**THE EXERCISE**
Rewrite the rows below, replacing every "simplified polygon" with "approximate polygon" and leaving everything else untouched.

Extracted data entries
--- begin ---

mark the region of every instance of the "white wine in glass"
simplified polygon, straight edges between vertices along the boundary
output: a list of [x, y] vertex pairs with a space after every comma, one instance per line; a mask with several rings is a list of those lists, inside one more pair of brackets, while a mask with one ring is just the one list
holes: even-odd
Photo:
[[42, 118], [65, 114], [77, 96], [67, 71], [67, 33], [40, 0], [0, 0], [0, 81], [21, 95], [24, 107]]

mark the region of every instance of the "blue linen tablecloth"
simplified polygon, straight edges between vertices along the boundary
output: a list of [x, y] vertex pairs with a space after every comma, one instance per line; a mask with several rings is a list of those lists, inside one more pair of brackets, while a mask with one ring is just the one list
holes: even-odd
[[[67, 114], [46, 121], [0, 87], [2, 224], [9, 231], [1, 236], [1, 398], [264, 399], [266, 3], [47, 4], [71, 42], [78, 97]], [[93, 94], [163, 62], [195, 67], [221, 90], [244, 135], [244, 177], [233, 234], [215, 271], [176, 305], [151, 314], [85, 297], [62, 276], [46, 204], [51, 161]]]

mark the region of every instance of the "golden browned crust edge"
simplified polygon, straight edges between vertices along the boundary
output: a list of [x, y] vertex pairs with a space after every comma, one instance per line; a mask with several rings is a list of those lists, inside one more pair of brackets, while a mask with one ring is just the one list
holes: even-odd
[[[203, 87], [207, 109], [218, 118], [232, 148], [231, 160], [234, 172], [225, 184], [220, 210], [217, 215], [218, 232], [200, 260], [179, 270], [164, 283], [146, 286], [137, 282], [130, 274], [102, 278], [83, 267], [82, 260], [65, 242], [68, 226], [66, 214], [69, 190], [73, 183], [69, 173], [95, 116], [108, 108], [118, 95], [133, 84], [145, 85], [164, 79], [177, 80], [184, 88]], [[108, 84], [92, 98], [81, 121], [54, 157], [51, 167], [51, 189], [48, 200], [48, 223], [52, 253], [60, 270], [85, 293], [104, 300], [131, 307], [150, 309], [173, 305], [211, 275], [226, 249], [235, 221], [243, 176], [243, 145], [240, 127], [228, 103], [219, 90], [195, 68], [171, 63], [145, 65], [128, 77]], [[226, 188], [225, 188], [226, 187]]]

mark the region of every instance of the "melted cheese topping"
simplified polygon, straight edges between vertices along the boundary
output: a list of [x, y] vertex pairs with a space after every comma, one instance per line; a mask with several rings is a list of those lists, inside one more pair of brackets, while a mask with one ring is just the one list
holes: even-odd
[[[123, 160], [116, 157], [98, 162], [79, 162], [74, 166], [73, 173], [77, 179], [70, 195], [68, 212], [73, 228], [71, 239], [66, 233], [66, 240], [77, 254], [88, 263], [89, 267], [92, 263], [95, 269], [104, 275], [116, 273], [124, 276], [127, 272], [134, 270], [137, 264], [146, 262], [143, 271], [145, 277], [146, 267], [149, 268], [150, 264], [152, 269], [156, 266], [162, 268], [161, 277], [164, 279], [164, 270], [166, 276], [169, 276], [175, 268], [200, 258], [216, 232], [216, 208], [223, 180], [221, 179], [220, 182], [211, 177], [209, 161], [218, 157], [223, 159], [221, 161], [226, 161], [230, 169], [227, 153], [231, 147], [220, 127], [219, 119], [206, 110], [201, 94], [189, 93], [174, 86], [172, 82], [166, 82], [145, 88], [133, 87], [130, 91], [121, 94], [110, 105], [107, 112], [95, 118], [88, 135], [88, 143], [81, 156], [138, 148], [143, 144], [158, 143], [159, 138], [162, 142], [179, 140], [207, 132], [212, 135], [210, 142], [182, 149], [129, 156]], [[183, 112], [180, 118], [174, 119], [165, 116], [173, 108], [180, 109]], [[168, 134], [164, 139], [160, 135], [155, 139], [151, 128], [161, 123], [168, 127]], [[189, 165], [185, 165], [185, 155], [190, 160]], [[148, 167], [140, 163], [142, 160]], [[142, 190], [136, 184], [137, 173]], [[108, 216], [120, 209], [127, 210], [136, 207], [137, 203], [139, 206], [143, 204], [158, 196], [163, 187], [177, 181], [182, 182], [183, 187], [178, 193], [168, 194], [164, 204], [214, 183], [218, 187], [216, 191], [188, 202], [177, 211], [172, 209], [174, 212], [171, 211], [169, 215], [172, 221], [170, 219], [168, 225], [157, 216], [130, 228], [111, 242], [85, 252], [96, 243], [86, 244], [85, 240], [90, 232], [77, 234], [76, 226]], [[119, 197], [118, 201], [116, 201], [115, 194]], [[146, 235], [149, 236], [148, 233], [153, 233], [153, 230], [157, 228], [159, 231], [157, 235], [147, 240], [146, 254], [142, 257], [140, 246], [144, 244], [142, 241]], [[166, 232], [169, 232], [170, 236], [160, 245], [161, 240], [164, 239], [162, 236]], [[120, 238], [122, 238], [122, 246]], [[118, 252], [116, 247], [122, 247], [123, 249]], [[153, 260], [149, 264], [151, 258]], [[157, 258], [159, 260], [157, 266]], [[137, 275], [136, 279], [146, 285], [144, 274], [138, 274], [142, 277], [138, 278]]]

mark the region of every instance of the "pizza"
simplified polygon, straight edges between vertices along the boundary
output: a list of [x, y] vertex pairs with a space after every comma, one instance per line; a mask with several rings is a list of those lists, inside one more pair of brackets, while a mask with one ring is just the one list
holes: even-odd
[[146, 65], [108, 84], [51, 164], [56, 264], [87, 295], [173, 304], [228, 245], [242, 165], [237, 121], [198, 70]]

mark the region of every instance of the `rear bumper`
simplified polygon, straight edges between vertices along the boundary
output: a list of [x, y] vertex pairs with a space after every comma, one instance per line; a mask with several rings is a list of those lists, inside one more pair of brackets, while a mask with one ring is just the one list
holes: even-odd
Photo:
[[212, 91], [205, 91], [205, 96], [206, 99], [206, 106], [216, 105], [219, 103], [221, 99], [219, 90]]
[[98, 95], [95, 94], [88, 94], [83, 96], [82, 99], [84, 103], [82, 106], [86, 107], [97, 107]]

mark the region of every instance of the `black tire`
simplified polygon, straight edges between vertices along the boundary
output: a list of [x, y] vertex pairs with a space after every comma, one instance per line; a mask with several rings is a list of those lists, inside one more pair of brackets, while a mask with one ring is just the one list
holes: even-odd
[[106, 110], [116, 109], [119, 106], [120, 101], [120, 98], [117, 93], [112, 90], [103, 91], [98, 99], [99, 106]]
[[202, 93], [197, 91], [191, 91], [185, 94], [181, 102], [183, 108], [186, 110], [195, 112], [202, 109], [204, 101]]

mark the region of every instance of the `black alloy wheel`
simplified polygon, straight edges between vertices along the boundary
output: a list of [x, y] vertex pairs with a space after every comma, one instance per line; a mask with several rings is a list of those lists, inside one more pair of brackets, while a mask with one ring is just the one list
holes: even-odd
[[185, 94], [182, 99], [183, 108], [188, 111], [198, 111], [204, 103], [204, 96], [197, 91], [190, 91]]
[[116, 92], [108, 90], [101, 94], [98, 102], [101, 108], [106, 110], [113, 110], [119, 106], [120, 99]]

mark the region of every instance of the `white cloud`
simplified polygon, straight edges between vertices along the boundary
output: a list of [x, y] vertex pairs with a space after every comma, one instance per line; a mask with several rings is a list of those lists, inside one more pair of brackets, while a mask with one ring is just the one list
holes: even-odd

--- end ---

**PROBLEM SOLUTION**
mark the region of every instance of the "white wine in glass"
approximate polygon, straight edges between vertices along the boundary
output: a list of [x, y] vertex pairs with a space after every comma, one instance per line; a mask with several rings is a list of those lists, inside one more pair of brackets, while a mask with one ring is just the one list
holes: even-odd
Photo:
[[42, 118], [65, 114], [77, 96], [67, 71], [67, 33], [40, 0], [0, 0], [0, 81], [21, 95], [24, 107]]

mark the region of every instance of the "blue linen tablecloth"
approximate polygon, straight edges between vertices along the boundary
output: a list of [x, y] vertex pairs with a space after every comma, one instance per line; a mask with several rings is a list of those lists, inside one more pair of brackets, while a mask with one ring is just the one list
holes: even-odd
[[[67, 114], [46, 121], [0, 87], [2, 224], [9, 231], [1, 236], [1, 398], [264, 399], [266, 3], [47, 4], [71, 42], [78, 97]], [[93, 94], [163, 62], [195, 67], [221, 90], [244, 135], [244, 177], [233, 234], [215, 271], [176, 305], [151, 314], [85, 297], [62, 276], [46, 204], [51, 161]]]

mark the region of every instance of the "golden browned crust edge"
approximate polygon, straight edges between vertices along the boundary
output: a list of [x, y] vertex pairs with a space after every comma, one instance per line; a mask with several rings is a list of those lists, inside one more pair of brackets, while a mask with one ring is just the one list
holes: even-odd
[[[203, 87], [207, 109], [218, 118], [232, 148], [231, 160], [234, 172], [225, 184], [220, 210], [217, 215], [218, 232], [200, 260], [179, 270], [164, 283], [146, 286], [137, 282], [130, 274], [102, 278], [83, 267], [82, 260], [65, 242], [68, 226], [66, 214], [69, 190], [73, 183], [69, 173], [95, 116], [108, 108], [118, 95], [133, 84], [145, 85], [164, 79], [177, 80], [184, 88]], [[108, 84], [92, 98], [81, 121], [54, 157], [51, 167], [51, 189], [48, 200], [48, 223], [52, 253], [60, 270], [85, 293], [104, 300], [131, 307], [150, 309], [173, 305], [211, 275], [226, 249], [235, 221], [243, 176], [243, 145], [240, 127], [228, 103], [219, 90], [195, 68], [171, 63], [145, 65], [128, 77]], [[226, 188], [225, 188], [226, 187]]]

mark the region of every instance of the "melted cheese topping"
approximate polygon, straight edges between vertices along the boundary
output: a list of [x, y] vertex pairs with a space after every comma, one instance per line; a mask with several rings is a list of those lists, inside one more pair of brackets, while a mask with one ring is just the one list
holes: even-odd
[[[123, 160], [116, 157], [98, 162], [79, 162], [74, 166], [73, 173], [77, 179], [70, 195], [68, 212], [73, 228], [71, 239], [66, 233], [66, 240], [77, 254], [88, 263], [89, 267], [92, 263], [95, 269], [104, 275], [116, 273], [124, 276], [127, 272], [134, 270], [137, 264], [146, 262], [143, 271], [145, 277], [146, 267], [149, 268], [150, 264], [152, 269], [156, 266], [162, 268], [161, 277], [164, 279], [164, 270], [166, 276], [169, 276], [175, 268], [200, 258], [216, 232], [216, 208], [223, 180], [221, 179], [220, 182], [211, 177], [209, 161], [218, 157], [223, 159], [221, 161], [226, 161], [230, 169], [227, 153], [231, 147], [220, 127], [219, 119], [206, 110], [201, 94], [189, 93], [174, 86], [172, 82], [166, 82], [145, 88], [133, 87], [130, 91], [121, 94], [110, 105], [107, 112], [95, 118], [88, 135], [88, 143], [81, 156], [138, 148], [143, 144], [158, 143], [159, 138], [162, 142], [179, 140], [207, 132], [212, 135], [210, 142], [182, 149], [129, 156]], [[183, 112], [180, 118], [174, 119], [165, 116], [173, 108], [180, 109]], [[168, 134], [164, 139], [160, 135], [155, 139], [151, 128], [161, 123], [168, 127]], [[189, 165], [185, 165], [185, 155], [190, 160]], [[148, 167], [140, 163], [142, 160]], [[142, 190], [136, 184], [137, 173]], [[108, 216], [120, 209], [127, 210], [136, 207], [137, 203], [139, 206], [143, 204], [158, 196], [163, 187], [177, 181], [182, 182], [183, 187], [178, 193], [168, 194], [164, 204], [214, 183], [218, 187], [216, 191], [188, 202], [177, 211], [172, 209], [174, 212], [171, 211], [169, 215], [172, 221], [170, 219], [168, 225], [157, 216], [130, 228], [111, 242], [85, 252], [96, 243], [86, 244], [85, 240], [90, 232], [77, 234], [76, 226]], [[119, 197], [118, 201], [116, 201], [115, 194]], [[146, 235], [149, 236], [148, 233], [153, 233], [153, 230], [157, 228], [159, 231], [157, 235], [147, 240], [146, 254], [142, 257], [140, 246], [144, 244], [142, 241]], [[166, 232], [169, 232], [170, 236], [160, 245], [161, 240], [164, 239], [162, 236]], [[120, 238], [122, 238], [122, 246]], [[118, 252], [116, 247], [122, 247], [123, 249]], [[153, 260], [149, 264], [151, 258]], [[157, 258], [159, 260], [157, 266]], [[137, 275], [136, 279], [146, 285], [144, 274], [138, 274], [142, 277], [138, 278]]]

mark the region of every instance of the "pizza"
approximate polygon, straight edges between vertices along the boundary
output: a list of [x, y] vertex pairs with a space after every comma, one instance per line; a mask with several rings is a list of those lists, inside one more pair of brackets, while a mask with one ring is just the one list
holes: even-odd
[[146, 65], [108, 84], [51, 164], [56, 264], [87, 295], [173, 304], [228, 245], [242, 165], [237, 121], [198, 70]]

mark the region of every instance of the `rear bumper`
approximate polygon, straight edges between vertices along the boundary
output: a list of [x, y] vertex pairs with a space after every comma, one instance per line; a mask with several rings is a list of those lists, inside one more pair of brackets, while a mask with one ring is just the one list
holes: even-odd
Photo:
[[212, 91], [205, 91], [205, 96], [206, 99], [206, 106], [216, 105], [219, 103], [221, 99], [219, 90]]
[[98, 95], [95, 94], [88, 94], [83, 96], [82, 99], [84, 103], [82, 106], [86, 107], [97, 107]]

mark the region of every instance of the `black tire`
approximate polygon, straight edges between vertices along the boundary
output: a list of [x, y] vertex pairs with a space after every comma, one instance per line; a mask with several rings is a list of those lists, inside one more pair of brackets, while a mask with one ring is just the one list
holes: even-odd
[[106, 110], [116, 109], [119, 106], [120, 101], [120, 98], [117, 93], [112, 90], [103, 91], [98, 99], [99, 106]]
[[202, 93], [197, 91], [191, 91], [185, 94], [181, 102], [183, 108], [186, 110], [195, 112], [202, 109], [204, 101]]

mark the region of every instance of the `black alloy wheel`
approximate polygon, straight edges between vertices along the boundary
output: a list of [x, y] vertex pairs with a space after every comma, one instance per line; a mask with several rings is a list of those lists, inside one more pair of brackets, while a mask with one ring is just the one list
holes: even-odd
[[185, 94], [182, 99], [183, 108], [188, 111], [198, 111], [204, 103], [204, 96], [197, 91], [190, 91]]
[[116, 92], [108, 90], [101, 94], [98, 102], [101, 108], [106, 110], [113, 110], [119, 106], [120, 99]]

mark the region of every instance of the `white cloud`
approximate polygon, straight edges between vertices along the boundary
output: a list of [x, y] vertex pairs with a space after every comma, one instance per line; a mask with several rings is a list of those lists, inside one more pair of brackets, while a mask with one ring is just the one list
holes: even-odd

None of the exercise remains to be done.